Prophylaxe für Senioren
Im Mittelpunkt der Jubiläumstagung stand die Alterszahnmedizin, präsentiert von Prof. Dr. Ina Nitschke (Leipzig/Zürich) als wissenschaftliche Leiterin des Programms. Die Liste der Referenten las sich einerseits wie das Who’s who der deutschen Alterszahnmedizin. Sie enthielt aber zugleich auch Namen von Praktikern und Wissenschaftlern aus der Medizinin, die Aspekte der Multimorbidität und Geriatrie erörterten. Auch ethische und rechtliche Aspekte spielten in drei Vorträgen eine Rolle.
Der Blick auf das Gesicht
„Der Blick des Zahnarztes sollte bei Senioren sehr weit schweifen“, empfahl Nitschke in ihrem Einführungsvortrag. Gesicht, Hände, der Zustand der Haut verrieten viel über die gesundheitliche Situation des Patienten und lieferten Anhaltspunkte dafür, wonach in der Anamnese besonders zu fragen sei. Tenor der insgesamt 22 Vorträge und sieben Seminare: Die zahnmedizinischen Maßnahmen bei Senioren unterscheiden sich im Grunde nicht von denen bei jüngeren Erwachsenen. Aber die physiologische, psychische und kognitive Verfassung von älteren und alten Patienten hat einen größeren Einfluss auf die Therapieplanung und den Erfolg der Behandlung. Ein Pauschalrezept gibt es freilich nicht; die Entscheidung muss für und mit jedem Patienten neu getroffen werden.
Zugleich hoben die Wissenschaftler die Bedeutung von Mundhygiene und Prävention bei alten Patienten hervor: „Seniorenzahnmedizin ist der Schrei nach Prophylaxe“, formulierte es beispielsweise Oberarzt Dr. Cornelius Haffner aus München.
Mehr als bohren, scalen
So viel bohren und scalen könne man gar nicht wie aufgrund der eingeschränkten Mundhygienefähigkeit im Alter Zahnsubstanz Schaden nehme. Deshalb müsse man den Status der Mundgesundheit durch Hygienemaßnahmen und regelmäßige zahnärztliche Kontrollen möglichst lange erhalten.

========

> AUFGABENSTELLUNG: Schreiben Sie den Abschnitt des Tagungsberichts von „Prophylaxe für Senioren“ bis „Vorträgen eine Rolle.“ erneut und benennen Sie dabei „Alterszahnmedizin“ in „Seniorenzahnmedizin“ um.

> QUELLDATEN:
========

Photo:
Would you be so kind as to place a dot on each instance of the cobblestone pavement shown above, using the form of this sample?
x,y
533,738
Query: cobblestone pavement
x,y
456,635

========

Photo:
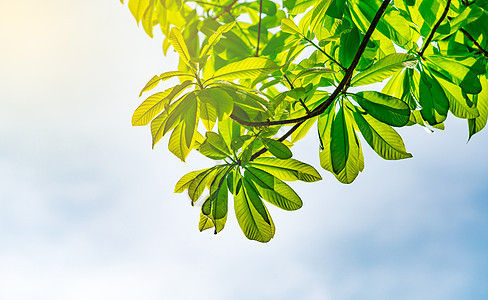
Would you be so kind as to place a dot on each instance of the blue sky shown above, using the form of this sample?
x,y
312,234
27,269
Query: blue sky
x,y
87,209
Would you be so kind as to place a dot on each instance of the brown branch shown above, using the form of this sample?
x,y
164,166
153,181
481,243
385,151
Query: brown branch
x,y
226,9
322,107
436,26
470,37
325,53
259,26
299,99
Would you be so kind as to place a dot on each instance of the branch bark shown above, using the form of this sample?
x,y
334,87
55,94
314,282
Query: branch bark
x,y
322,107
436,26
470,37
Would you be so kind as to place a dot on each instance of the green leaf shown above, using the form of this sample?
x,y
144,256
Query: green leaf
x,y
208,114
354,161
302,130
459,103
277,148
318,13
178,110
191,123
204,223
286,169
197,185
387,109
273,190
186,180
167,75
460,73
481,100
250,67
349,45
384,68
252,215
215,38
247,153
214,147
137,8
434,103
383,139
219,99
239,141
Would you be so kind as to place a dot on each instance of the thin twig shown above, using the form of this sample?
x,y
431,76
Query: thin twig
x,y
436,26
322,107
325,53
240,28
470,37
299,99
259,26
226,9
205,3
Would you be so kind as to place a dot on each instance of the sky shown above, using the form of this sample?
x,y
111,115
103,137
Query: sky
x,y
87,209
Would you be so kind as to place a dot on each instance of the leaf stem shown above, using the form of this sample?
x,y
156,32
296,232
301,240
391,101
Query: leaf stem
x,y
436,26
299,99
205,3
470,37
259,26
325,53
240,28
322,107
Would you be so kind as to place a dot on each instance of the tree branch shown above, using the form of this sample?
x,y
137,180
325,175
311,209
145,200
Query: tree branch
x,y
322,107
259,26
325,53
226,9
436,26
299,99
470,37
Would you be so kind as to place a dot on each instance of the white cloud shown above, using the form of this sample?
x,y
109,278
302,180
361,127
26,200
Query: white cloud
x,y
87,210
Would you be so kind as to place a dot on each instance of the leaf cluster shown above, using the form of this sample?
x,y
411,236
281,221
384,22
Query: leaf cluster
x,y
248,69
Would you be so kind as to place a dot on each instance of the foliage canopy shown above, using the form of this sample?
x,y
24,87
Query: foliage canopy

========

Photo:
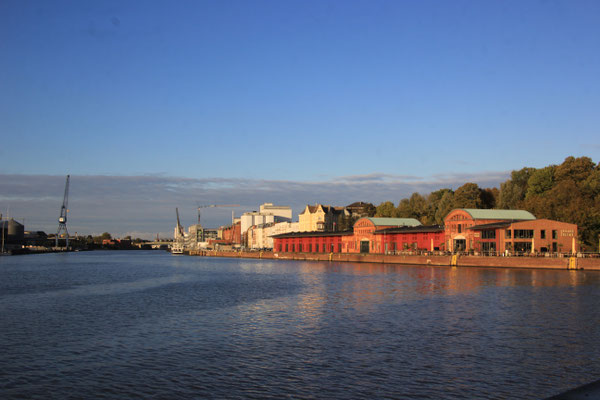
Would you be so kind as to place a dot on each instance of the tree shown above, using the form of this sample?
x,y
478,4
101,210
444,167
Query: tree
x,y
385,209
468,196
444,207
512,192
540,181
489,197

========

> ERGEBNIS:
Prophylaxe für Senioren
Im Mittelpunkt der Jubiläumstagung stand die Seniorenzahnmedizin, präsentiert von Prof. Dr. Ina Nitschke (Leipzig/Zürich) als wissenschaftliche Leiterin des Programms. Die Liste der Referenten las sich einerseits wie das Who’s who der deutschen Seniorenzahnmedizin. Sie enthielt aber zugleich auch Namen von Praktikern und Wissenschaftlern aus der Medizinin, die Aspekte der Multimorbidität und Geriatrie erörterten. Auch ethische und rechtliche Aspekte spielten in drei Vorträgen eine Rolle.